> **Given text**
I fired a client today.

I didn’t want to, but I had to.

Well, OK. I *kind of* wanted to . . .

If you’ve been in business long enough, you’ve had the pleasure of encountering the entitled client. Let’s say, just for the sake of the story, that her name is Karen.

You know Karen. Even if her name isn’t Karen. You know her.

She doesn’t understand what’s taking so long.
Her dog has never had fleas and she doesn’t need that medicine thankyouverymuch.
She wants you to know that she has been coming to your practice for eleventy-something years and Dr. Stegosaurus never did it that way.
And she often talks about taking her business elsewhere but never quite seems to make good on that promise.

My Karen showed up this week wanting some calming medications for her dogs prior to the Fourth of July. She had not had an exam on either pet since I purchased the practice almost a year ago. Even so, I was willing to fill the meds in order to give her dogs some relief, as long as she scheduled an appointment in the near future.

Well, naturally this request fell on a day that we were woefully short-staffed and had multiple emergencies. She wanted the medications filled by 2:00. When she showed up at 2:15 and they weren’t ready she WAS NOT HAPPY.

She paced outside. She was angry she couldn’t come inside. She said she was never coming back.

I looked up while filling the medications. Arms flailing. More pacing. Goody.

When I brought her prescriptions out to her car, I smized hard (thanks, Tyra) with my mask and surgical cap on. I warmly introduced myself and started explaining her medications. Well, I didn’t get too far before she started listing her grievances. And there were many grievances.

It’s so hard to choose a favorite grievance, but if pressed I think I’d have to go with, “Why haven’t I met you??”

> **Supplied data**

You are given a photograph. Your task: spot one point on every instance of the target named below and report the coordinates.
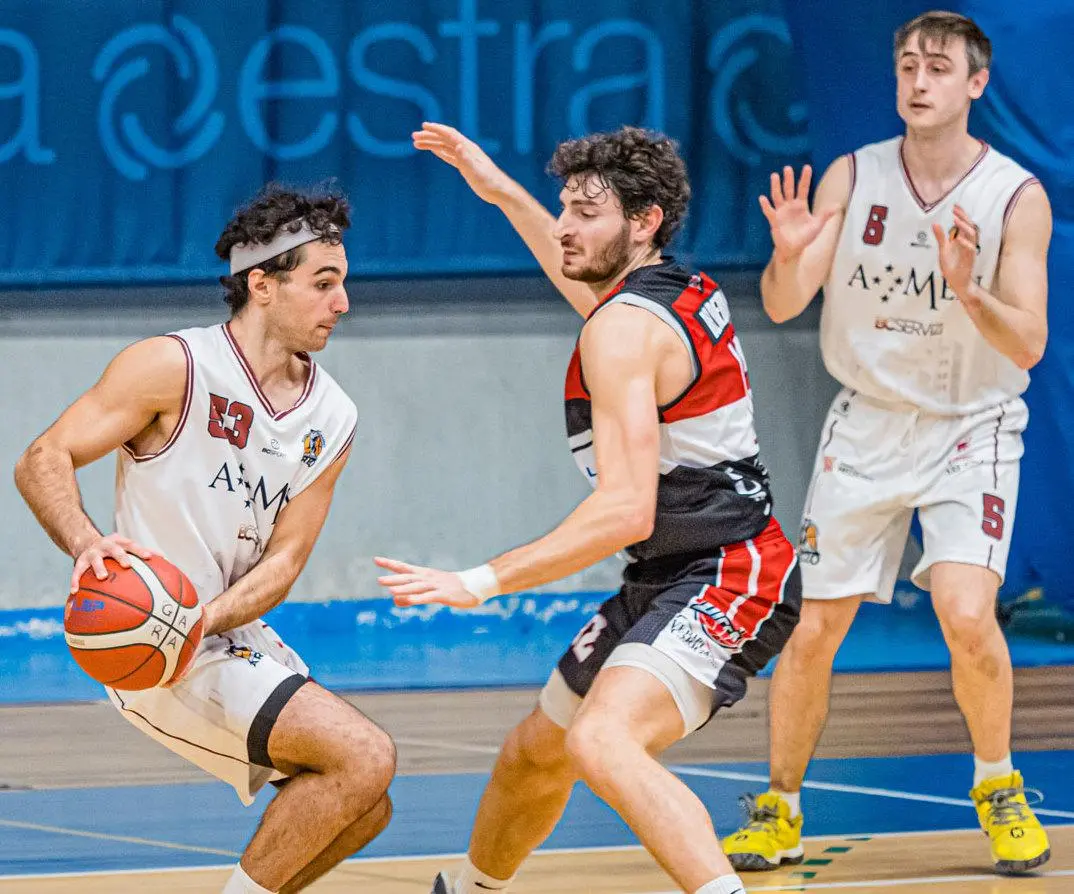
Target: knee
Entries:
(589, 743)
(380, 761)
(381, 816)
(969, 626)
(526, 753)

> **Check your understanding**
A. Translate this sentence from the account of firing a client into Spanish: "She had not had an exam on either pet since I purchased the practice almost a year ago."
B. From the account of firing a client, extract the passage starting with "My Karen showed" and going on through "WAS NOT HAPPY.".

> **Answer set**
A. Ninguna de sus dos mascotas había tenido un examen desde que compré la clínica hace casi un año.

B.
My Karen showed up this week wanting some calming medications for her dogs prior to the Fourth of July. She had not had an exam on either pet since I purchased the practice almost a year ago. Even so, I was willing to fill the meds in order to give her dogs some relief, as long as she scheduled an appointment in the near future.

Well, naturally this request fell on a day that we were woefully short-staffed and had multiple emergencies. She wanted the medications filled by 2:00. When she showed up at 2:15 and they weren’t ready she WAS NOT HAPPY.